== What you need to do ==
In the copy you make of the entries, no picture should appear, and every word must match.

== Material shown ==
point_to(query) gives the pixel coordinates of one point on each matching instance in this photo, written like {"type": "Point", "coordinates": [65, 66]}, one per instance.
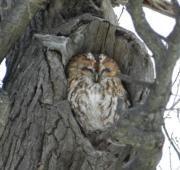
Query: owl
{"type": "Point", "coordinates": [94, 88]}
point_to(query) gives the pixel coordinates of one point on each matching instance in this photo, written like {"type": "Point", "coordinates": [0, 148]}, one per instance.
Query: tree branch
{"type": "Point", "coordinates": [164, 59]}
{"type": "Point", "coordinates": [150, 37]}
{"type": "Point", "coordinates": [130, 79]}
{"type": "Point", "coordinates": [12, 27]}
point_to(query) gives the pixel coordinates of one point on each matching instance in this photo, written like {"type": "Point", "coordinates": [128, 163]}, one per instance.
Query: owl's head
{"type": "Point", "coordinates": [94, 67]}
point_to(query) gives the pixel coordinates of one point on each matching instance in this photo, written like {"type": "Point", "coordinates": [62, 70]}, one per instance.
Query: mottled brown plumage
{"type": "Point", "coordinates": [94, 90]}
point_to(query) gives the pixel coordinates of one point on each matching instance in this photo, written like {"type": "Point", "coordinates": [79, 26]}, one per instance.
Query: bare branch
{"type": "Point", "coordinates": [144, 30]}
{"type": "Point", "coordinates": [129, 79]}
{"type": "Point", "coordinates": [171, 142]}
{"type": "Point", "coordinates": [13, 27]}
{"type": "Point", "coordinates": [161, 6]}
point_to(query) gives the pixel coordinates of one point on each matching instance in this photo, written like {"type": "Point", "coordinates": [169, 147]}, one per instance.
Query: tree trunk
{"type": "Point", "coordinates": [40, 130]}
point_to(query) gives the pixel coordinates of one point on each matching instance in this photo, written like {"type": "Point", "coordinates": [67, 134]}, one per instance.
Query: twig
{"type": "Point", "coordinates": [171, 142]}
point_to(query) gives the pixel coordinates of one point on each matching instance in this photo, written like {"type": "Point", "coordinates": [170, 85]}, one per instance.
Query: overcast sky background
{"type": "Point", "coordinates": [163, 25]}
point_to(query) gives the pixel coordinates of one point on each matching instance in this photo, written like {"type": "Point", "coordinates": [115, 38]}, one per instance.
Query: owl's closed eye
{"type": "Point", "coordinates": [94, 89]}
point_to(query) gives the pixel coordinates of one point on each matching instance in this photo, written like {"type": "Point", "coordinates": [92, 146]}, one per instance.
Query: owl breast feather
{"type": "Point", "coordinates": [95, 109]}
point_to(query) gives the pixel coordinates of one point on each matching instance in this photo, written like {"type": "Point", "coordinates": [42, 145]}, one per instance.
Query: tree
{"type": "Point", "coordinates": [38, 129]}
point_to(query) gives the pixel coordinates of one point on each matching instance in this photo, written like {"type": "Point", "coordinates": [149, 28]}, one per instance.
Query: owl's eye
{"type": "Point", "coordinates": [106, 70]}
{"type": "Point", "coordinates": [87, 69]}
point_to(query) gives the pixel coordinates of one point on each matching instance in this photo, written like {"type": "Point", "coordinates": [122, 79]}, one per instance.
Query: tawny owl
{"type": "Point", "coordinates": [94, 90]}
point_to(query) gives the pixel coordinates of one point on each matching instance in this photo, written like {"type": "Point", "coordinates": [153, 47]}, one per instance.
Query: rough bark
{"type": "Point", "coordinates": [40, 131]}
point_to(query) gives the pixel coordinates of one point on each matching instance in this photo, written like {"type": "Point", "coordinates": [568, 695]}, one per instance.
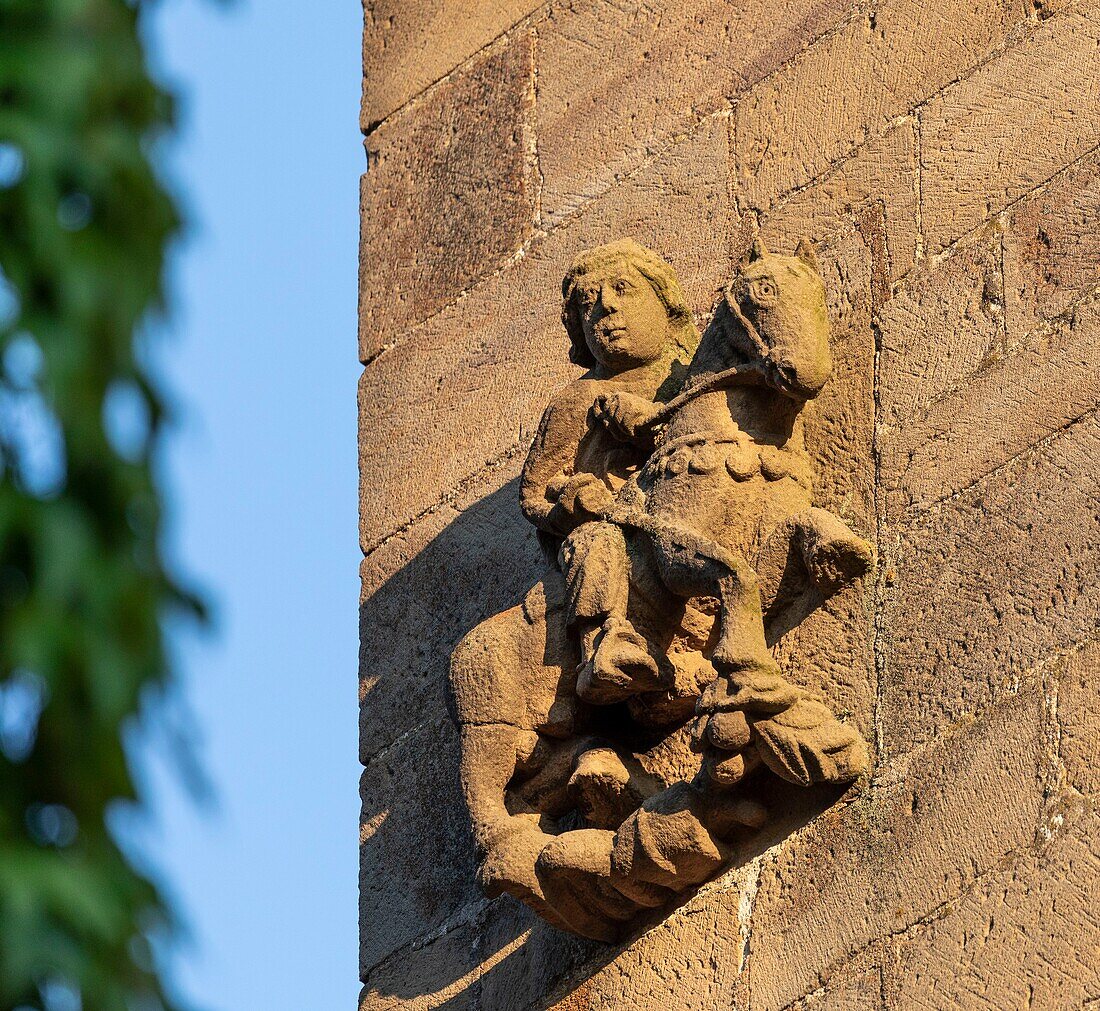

== The answer ==
point_to(query) gives the pixel coordinates of one point on each matching instance in this photo, written like {"type": "Point", "coordinates": [65, 66]}, one per instance.
Query: owl
{"type": "Point", "coordinates": [94, 88]}
point_to(query) gives the pixel coordinates of one point on each matching instance in this photo, written like {"type": "Point", "coordinates": [0, 148]}, one per instance.
Query: tree branch
{"type": "Point", "coordinates": [164, 59]}
{"type": "Point", "coordinates": [150, 37]}
{"type": "Point", "coordinates": [130, 79]}
{"type": "Point", "coordinates": [12, 27]}
point_to(query) gives the pixel coordinates of one point on each matching instance in this photo, written like {"type": "Point", "coordinates": [128, 163]}, one per instance.
Query: owl's head
{"type": "Point", "coordinates": [94, 67]}
point_to(query) gives the pixel coordinates of one point on each matching instance in this photo, written like {"type": "Point", "coordinates": [62, 70]}, one per instance.
Query: mottled brown plumage
{"type": "Point", "coordinates": [94, 90]}
point_to(query) gives the pixel coordinates of one point on each matching instance in this photo, written like {"type": "Point", "coordinates": [79, 26]}, one per instance.
Query: bare branch
{"type": "Point", "coordinates": [144, 30]}
{"type": "Point", "coordinates": [129, 79]}
{"type": "Point", "coordinates": [171, 142]}
{"type": "Point", "coordinates": [13, 27]}
{"type": "Point", "coordinates": [161, 6]}
point_to(query) gives the pixel coordinates of one point on each matching instance in this photo, written like {"type": "Point", "coordinates": [169, 147]}, one per instance.
Query: tree trunk
{"type": "Point", "coordinates": [40, 130]}
point_to(query) gives the pixel coordinates of one point on each matching instance in this photo, written like {"type": "Point", "coordinates": [67, 134]}, one per instance.
Query: twig
{"type": "Point", "coordinates": [171, 142]}
point_to(query) gives the pixel coordinates of one point on each matching instance in this photo, written like {"type": "Point", "coordinates": [170, 85]}, one per instance.
Query: overcast sky background
{"type": "Point", "coordinates": [163, 25]}
point_to(query) gives the pixel coordinates of one point on each matching instance in this photo, written like {"type": "Point", "coordinates": [115, 38]}, one per instance.
Query: owl's closed eye
{"type": "Point", "coordinates": [94, 89]}
point_to(query) gives the pixel coordinates of one point on each matching instance in this photo, written like {"type": "Point", "coordinates": [92, 146]}, one per instance.
Query: owl breast feather
{"type": "Point", "coordinates": [95, 109]}
point_to(query) gives the pixel coordinates of one point on each matching instance in this photo, written like {"type": "Point", "coordinates": [42, 145]}, one per instance.
Query: tree
{"type": "Point", "coordinates": [38, 129]}
point_to(query) gives the pixel coordinates of one point on each matching instance in this photo, written like {"type": "Point", "coordinates": [149, 28]}, one per instance.
Query: owl's eye
{"type": "Point", "coordinates": [106, 70]}
{"type": "Point", "coordinates": [87, 69]}
point_to(query) gives the pixel coordinates of one point on each matching instance in this photo, written like {"type": "Point", "coordinates": [122, 79]}, one per instance.
Query: tawny owl
{"type": "Point", "coordinates": [94, 90]}
point_to(query) gives the pixel coordinates of one point on each matching instance in this photo, written like {"type": "Point", "coordinates": [153, 47]}, one per instance.
Query: rough bark
{"type": "Point", "coordinates": [40, 131]}
point_to(query) gives the pixel coordinates of one point on each matching instance in this photo, written like {"type": "Point", "coordinates": [568, 695]}, one per instance.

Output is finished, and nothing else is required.